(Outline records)

::::::

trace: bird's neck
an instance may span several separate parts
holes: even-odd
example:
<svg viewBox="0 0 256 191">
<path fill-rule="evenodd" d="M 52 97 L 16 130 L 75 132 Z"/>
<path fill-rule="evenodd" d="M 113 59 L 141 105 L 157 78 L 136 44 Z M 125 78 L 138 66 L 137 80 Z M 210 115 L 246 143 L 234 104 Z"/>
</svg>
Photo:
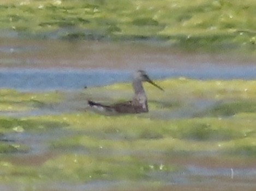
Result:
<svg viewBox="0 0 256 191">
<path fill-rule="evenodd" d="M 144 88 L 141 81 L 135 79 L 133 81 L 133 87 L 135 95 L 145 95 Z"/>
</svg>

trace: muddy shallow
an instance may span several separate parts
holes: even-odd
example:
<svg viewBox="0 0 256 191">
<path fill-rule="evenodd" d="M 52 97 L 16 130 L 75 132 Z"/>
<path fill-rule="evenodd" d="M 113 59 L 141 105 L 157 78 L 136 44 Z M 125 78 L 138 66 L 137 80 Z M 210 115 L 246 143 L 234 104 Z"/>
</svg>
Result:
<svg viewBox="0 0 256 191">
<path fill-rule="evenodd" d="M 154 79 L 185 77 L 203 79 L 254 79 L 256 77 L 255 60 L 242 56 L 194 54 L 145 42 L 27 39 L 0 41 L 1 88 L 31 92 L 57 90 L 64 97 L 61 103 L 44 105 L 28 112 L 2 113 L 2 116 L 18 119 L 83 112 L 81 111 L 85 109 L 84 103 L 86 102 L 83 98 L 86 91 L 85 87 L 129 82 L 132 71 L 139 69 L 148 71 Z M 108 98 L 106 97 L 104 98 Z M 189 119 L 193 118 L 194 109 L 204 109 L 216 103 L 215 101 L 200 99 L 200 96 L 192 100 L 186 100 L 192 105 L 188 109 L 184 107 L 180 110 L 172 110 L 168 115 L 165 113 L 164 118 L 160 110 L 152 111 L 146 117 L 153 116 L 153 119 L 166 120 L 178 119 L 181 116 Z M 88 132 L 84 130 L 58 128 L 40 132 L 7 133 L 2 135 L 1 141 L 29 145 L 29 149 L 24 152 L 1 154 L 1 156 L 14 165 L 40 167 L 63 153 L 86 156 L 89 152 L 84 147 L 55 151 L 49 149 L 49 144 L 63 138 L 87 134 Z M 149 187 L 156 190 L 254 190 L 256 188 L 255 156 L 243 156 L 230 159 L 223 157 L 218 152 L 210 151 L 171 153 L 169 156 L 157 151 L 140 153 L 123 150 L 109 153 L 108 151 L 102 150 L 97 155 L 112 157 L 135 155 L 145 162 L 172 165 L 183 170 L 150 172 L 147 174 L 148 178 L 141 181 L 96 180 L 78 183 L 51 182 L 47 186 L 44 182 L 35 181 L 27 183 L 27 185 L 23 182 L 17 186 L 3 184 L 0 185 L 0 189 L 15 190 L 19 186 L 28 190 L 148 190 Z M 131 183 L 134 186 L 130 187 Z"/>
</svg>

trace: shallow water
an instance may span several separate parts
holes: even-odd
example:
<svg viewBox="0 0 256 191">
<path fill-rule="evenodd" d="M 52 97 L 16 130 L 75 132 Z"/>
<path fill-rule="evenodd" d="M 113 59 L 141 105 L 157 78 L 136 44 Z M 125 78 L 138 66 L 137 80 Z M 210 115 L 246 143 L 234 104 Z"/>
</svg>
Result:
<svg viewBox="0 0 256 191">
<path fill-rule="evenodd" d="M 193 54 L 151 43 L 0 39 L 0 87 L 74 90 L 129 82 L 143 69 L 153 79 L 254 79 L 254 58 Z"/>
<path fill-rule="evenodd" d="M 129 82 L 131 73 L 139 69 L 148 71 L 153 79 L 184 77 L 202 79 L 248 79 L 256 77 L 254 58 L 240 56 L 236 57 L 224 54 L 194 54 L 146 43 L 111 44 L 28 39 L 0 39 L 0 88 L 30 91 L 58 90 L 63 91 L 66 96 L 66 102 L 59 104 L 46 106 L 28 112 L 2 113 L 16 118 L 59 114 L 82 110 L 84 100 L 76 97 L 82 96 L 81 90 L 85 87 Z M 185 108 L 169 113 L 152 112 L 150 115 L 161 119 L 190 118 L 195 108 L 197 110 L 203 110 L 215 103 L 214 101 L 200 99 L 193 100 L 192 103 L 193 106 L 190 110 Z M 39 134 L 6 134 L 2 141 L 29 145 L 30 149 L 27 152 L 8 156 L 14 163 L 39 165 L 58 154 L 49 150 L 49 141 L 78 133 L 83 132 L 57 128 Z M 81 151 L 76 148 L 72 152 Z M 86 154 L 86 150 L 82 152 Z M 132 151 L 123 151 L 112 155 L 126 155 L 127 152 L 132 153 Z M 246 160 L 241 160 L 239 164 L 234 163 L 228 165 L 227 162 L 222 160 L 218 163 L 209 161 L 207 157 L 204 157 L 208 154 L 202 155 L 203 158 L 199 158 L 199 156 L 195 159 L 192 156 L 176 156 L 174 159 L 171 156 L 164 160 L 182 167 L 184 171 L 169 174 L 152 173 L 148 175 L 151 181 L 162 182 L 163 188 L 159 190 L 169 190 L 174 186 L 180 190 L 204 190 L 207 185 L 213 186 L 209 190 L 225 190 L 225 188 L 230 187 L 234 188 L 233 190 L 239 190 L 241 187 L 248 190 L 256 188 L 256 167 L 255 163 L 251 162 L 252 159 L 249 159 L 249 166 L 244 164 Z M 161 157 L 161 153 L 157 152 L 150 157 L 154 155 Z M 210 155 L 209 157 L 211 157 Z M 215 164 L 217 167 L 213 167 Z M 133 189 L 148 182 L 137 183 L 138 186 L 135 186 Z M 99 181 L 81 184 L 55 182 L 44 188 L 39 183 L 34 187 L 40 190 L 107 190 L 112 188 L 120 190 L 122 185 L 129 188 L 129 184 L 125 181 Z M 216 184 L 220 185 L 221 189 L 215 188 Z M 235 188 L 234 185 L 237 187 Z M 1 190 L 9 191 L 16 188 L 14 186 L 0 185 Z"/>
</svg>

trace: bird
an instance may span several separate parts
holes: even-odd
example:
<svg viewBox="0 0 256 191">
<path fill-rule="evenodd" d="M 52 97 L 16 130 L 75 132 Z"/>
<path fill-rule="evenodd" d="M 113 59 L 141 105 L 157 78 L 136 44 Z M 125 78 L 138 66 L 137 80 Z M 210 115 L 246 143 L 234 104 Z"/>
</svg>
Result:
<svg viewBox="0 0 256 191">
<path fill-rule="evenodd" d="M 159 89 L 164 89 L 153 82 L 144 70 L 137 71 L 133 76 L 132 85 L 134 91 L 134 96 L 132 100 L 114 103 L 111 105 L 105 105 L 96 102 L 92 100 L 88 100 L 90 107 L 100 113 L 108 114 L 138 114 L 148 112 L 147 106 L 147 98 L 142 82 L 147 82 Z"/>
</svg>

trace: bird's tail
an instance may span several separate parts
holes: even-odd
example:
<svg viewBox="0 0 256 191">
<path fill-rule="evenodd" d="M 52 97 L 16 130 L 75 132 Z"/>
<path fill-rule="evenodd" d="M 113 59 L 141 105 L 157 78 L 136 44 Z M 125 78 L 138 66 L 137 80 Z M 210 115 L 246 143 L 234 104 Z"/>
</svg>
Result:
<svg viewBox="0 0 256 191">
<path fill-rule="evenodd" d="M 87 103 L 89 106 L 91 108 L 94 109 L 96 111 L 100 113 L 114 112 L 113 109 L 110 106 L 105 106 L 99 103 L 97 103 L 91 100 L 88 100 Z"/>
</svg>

::::::

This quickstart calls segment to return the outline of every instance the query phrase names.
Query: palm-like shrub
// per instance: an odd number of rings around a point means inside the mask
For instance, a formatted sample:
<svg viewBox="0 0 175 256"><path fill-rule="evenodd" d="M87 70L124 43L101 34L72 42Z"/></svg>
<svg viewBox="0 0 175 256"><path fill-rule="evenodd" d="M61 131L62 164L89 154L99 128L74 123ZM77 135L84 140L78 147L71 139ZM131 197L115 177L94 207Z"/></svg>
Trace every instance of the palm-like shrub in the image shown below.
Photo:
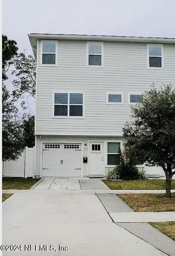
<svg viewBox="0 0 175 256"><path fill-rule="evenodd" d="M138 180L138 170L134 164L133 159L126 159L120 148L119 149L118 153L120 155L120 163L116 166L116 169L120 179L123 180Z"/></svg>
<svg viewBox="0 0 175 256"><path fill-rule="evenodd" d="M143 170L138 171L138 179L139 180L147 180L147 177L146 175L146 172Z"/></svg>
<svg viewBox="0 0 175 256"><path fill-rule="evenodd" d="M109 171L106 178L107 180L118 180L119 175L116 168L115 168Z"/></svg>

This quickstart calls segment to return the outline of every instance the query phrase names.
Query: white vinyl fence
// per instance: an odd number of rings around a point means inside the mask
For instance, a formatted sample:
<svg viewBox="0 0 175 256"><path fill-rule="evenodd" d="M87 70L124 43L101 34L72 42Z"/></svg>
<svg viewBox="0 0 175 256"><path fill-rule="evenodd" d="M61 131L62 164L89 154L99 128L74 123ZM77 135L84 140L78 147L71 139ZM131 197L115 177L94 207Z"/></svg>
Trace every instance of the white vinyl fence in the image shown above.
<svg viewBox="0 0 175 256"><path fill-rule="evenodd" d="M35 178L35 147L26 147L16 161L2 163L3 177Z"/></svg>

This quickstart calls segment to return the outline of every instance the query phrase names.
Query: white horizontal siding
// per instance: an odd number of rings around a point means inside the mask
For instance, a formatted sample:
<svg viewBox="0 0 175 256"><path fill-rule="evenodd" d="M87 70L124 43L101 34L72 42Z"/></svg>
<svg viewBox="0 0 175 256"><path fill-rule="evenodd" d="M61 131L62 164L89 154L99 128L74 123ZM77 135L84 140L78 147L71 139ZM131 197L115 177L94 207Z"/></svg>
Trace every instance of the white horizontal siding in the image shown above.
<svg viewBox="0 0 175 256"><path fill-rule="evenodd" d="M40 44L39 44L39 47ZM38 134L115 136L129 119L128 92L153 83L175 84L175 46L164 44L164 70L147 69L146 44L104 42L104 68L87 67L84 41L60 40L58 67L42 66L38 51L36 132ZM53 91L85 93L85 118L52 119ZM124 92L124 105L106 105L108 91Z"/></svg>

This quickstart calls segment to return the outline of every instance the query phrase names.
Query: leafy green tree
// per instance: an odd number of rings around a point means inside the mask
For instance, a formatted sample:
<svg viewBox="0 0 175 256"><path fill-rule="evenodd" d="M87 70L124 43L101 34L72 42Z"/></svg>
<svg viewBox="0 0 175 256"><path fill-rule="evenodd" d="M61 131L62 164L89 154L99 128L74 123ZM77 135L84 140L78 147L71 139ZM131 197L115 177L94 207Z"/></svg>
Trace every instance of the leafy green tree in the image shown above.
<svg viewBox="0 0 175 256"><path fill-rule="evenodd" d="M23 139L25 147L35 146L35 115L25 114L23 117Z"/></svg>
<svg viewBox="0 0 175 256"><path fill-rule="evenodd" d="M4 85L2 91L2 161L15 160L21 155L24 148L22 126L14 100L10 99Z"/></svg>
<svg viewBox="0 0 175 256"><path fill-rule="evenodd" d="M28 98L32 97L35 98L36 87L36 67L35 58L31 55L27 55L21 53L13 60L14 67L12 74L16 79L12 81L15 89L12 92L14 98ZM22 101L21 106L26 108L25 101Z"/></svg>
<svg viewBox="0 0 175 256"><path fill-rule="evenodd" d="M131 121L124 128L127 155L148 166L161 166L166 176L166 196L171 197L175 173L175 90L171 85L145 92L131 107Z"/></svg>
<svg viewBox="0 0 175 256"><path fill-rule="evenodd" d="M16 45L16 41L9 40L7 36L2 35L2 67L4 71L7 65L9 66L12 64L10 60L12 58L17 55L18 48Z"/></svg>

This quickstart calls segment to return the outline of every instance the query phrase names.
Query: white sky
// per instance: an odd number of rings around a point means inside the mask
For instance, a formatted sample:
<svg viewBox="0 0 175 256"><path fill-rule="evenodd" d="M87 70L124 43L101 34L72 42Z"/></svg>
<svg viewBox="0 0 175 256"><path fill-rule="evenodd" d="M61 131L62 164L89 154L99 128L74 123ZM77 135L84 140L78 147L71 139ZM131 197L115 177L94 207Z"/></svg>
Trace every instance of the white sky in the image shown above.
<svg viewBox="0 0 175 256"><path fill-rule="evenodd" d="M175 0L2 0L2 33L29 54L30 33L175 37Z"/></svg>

::::::

» Work to be completed
Report every line of the records above that contains the string "like", matching case exactly.

» Final result
Query: palm-like shrub
Trace every instance of the palm-like shrub in the image shown below.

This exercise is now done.